**READING PASSAGE:**
13. Termination, Refunds, and Cancellation

 

Terminating your Account for the SaaS Services

  • You may only terminate your Account by creating the appropriate support ticket within the help desk section of the Site, or by emailing our support staff.
  • No refunds will be given upon termination in accordance with this clause 13.
  • We may, at any time and at our sole discretion, suspend or terminate your Account for any reason. You must ensure that all your Data on the SaaS Services is backed up so that you do not lose your Data if we suspend or terminate your Account. We will generally alert you when we take such action and give you a reasonable opportunity to remedy any breach of these Terms, but if we determine that your actions endanger the operation of the Services or other users, we may suspend or terminate your Account immediately without notice. You will continue to be charged for the Services during any suspension period in which you are in breach of these Terms. If we suspend your Account and you are not in breach of these Terms, we will apply a credit to your Account for the Fees you have paid for any unused portion of your Plan to which the period of suspension relates. If we terminate your Account and you are not in breach of these Terms, we will refund you the Fees you have paid for any unused portion of your Plan. If we terminate your Account and you are in breach of these Terms, no refunds will be given.
  • If we suspend or terminate your Account, or terminate these Terms, we will cancel any existing Bookings and in the case of an Expert breach, refund the relevant Clients, and in the case of a Client breach, you will lose any amounts paid.
  • Your Plan, if relevant, will automatically renew at the end of the Plan period (and for the same Plan cycle) unless you terminate your Account in accordance with clause 13(a).
  • We may suspend overdue Accounts without notice to you.

**RECORDS PROVIDED:**
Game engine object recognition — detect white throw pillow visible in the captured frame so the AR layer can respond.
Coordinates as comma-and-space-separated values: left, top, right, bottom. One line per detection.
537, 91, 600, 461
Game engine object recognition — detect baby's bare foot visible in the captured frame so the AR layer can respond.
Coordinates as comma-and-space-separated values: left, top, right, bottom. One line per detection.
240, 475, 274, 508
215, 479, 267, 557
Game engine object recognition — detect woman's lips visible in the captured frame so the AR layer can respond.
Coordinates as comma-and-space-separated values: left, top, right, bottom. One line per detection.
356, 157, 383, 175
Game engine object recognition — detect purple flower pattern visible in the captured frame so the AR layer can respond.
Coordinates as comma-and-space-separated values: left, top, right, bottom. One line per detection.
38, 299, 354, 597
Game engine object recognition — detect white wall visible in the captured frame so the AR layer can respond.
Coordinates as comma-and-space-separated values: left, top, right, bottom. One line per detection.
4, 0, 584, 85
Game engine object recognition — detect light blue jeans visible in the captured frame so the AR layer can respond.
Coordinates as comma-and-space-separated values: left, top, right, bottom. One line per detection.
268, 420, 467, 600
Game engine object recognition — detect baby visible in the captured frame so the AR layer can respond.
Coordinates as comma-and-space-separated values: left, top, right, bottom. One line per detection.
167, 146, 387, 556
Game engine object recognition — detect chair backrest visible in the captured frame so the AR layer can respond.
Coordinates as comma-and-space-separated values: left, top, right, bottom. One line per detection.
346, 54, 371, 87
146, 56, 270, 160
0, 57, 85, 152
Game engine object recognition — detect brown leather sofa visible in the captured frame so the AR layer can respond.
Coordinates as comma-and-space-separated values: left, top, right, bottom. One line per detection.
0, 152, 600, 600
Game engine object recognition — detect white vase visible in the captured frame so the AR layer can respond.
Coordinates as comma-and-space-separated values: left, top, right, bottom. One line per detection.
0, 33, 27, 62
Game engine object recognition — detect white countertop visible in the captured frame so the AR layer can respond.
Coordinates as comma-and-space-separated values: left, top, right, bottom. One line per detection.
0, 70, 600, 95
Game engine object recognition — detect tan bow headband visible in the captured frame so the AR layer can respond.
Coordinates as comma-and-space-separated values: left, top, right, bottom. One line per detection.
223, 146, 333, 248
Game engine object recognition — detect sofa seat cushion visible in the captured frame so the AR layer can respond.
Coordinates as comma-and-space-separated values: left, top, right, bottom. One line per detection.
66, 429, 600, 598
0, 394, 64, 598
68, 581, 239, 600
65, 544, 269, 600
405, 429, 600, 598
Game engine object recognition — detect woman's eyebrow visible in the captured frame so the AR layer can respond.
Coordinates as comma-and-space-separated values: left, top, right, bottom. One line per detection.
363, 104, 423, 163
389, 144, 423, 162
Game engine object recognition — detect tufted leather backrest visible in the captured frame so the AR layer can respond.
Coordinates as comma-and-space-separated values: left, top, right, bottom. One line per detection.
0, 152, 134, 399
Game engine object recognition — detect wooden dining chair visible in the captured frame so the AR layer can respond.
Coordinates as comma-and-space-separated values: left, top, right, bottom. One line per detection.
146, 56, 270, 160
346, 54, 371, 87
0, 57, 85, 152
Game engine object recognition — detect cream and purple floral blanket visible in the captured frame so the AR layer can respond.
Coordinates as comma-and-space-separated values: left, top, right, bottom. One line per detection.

**INSTRUCTIONS:**
**1.** In the listing, rewrite everything from "Game engine object recognition — detect white countertop" down to "0, 70, 600, 95", changing "countertop" to "kitchen counter" and leaving the rest untouched.
**2.** Extend the terms on account termination, refunds, and cancellation past their last point.
The terms on termination and refunds and the listing are separate, unrelated material.

**RESULTS OF THE TASKS:**
**1.**
Game engine object recognition — detect white kitchen counter visible in the captured frame so the AR layer can respond.
Coordinates as comma-and-space-separated values: left, top, right, bottom. One line per detection.
0, 70, 600, 95

**2.**
  • On termination of these Terms:
    • you must cease using the Services and we will cease to provide the Services;
    • you agree that any payments made are not refundable to you;
    • you must pay for all Services provided under the Terms including Services which have been performed and have not yet been invoiced to you, and all other amounts due and payable under these Terms within 5 Business Days of termination;
    • you agree to promptly return (where possible) or delete or destroy (where not possible to return), our Confidential Information and Intellectual Property, and/or documents containing or relating to our Confidential Information and Intellectual Property;
    • we agree to promptly return (where possible) or delete or destroy (where not possible to return), your Confidential Information and Intellectual Property, and/or documents containing or relating to your Confidential Information and Intellectual Property unless we are required by Law or regulatory requirements to retain such information.
  • The accrued rights, obligations and remedies of the Parties are not affected by the termination of these Terms. Refunds and Cancellation between Experts and Clients
  • Any cancellation, exchange or refund regarding Expert services is strictly a matter between the Expert and the Client. The terms and conditions agreed to between the Expert and the Client should be set out clearly in the Expert's listing in respect of their Expert services.
  • This clause will survive termination or expiry of these Terms.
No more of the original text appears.